** Opening Dataset excerpts block **

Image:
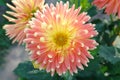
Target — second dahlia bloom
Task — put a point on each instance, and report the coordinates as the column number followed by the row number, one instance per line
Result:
column 59, row 39
column 22, row 12
column 111, row 6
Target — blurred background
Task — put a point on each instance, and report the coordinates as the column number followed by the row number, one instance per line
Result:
column 14, row 64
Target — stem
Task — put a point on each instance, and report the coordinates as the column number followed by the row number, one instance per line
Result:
column 111, row 18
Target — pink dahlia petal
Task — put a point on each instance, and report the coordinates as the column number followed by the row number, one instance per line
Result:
column 59, row 39
column 111, row 6
column 21, row 13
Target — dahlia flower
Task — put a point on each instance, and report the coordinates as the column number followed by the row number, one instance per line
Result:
column 22, row 12
column 112, row 6
column 59, row 39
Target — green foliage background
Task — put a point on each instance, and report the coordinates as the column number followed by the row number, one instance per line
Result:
column 105, row 66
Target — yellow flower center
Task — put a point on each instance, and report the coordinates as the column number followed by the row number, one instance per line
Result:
column 60, row 39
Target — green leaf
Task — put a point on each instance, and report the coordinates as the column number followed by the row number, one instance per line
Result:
column 26, row 70
column 85, row 4
column 109, row 54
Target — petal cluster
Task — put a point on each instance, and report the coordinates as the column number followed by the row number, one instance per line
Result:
column 59, row 39
column 22, row 12
column 111, row 6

** Closing Dataset excerpts block **

*Exercise description*:
When you write out the data, keep every line exact and drop the pictures.

*Response to this task*:
Image:
Target — second dahlia bloom
Task — put a point on each instance, and report the coordinates as the column number followed by the row number, one instance per line
Result:
column 59, row 39
column 22, row 12
column 111, row 6
Target — blurred background
Task — put a point on each instance, and report the coordinates as the column number followed by the row number, one instance per line
Result:
column 14, row 64
Target — stem
Task — put a point on each instance, and report the coordinates as the column number followed by the row number, one instance per line
Result:
column 111, row 18
Target — pink dahlia petal
Task — put a point on each instance, and report the coordinates as the column number followed by the row number, one instance per line
Result:
column 59, row 39
column 111, row 6
column 21, row 13
Target — dahlia flower
Task — put a point on each instance, and report the coordinates as the column number followed by the row number, one instance per line
Result:
column 22, row 12
column 112, row 6
column 59, row 39
Target — green foliage background
Task — put a point on each instance, and report the coordinates as the column number followed by the row number, one instance per line
Result:
column 105, row 66
Target — yellow flower center
Task — put a point on each instance, and report the coordinates as the column number followed by the row number, one instance per line
Result:
column 60, row 39
Target — green leaf
Task — put a point on each instance, and report the coordinates as the column number followed by the row number, one instance per line
Result:
column 26, row 70
column 85, row 4
column 109, row 54
Target — petal cluster
Task — put a point on each instance, and report the coordinates as the column number followed by the row number, one instance per line
Result:
column 59, row 39
column 22, row 12
column 111, row 6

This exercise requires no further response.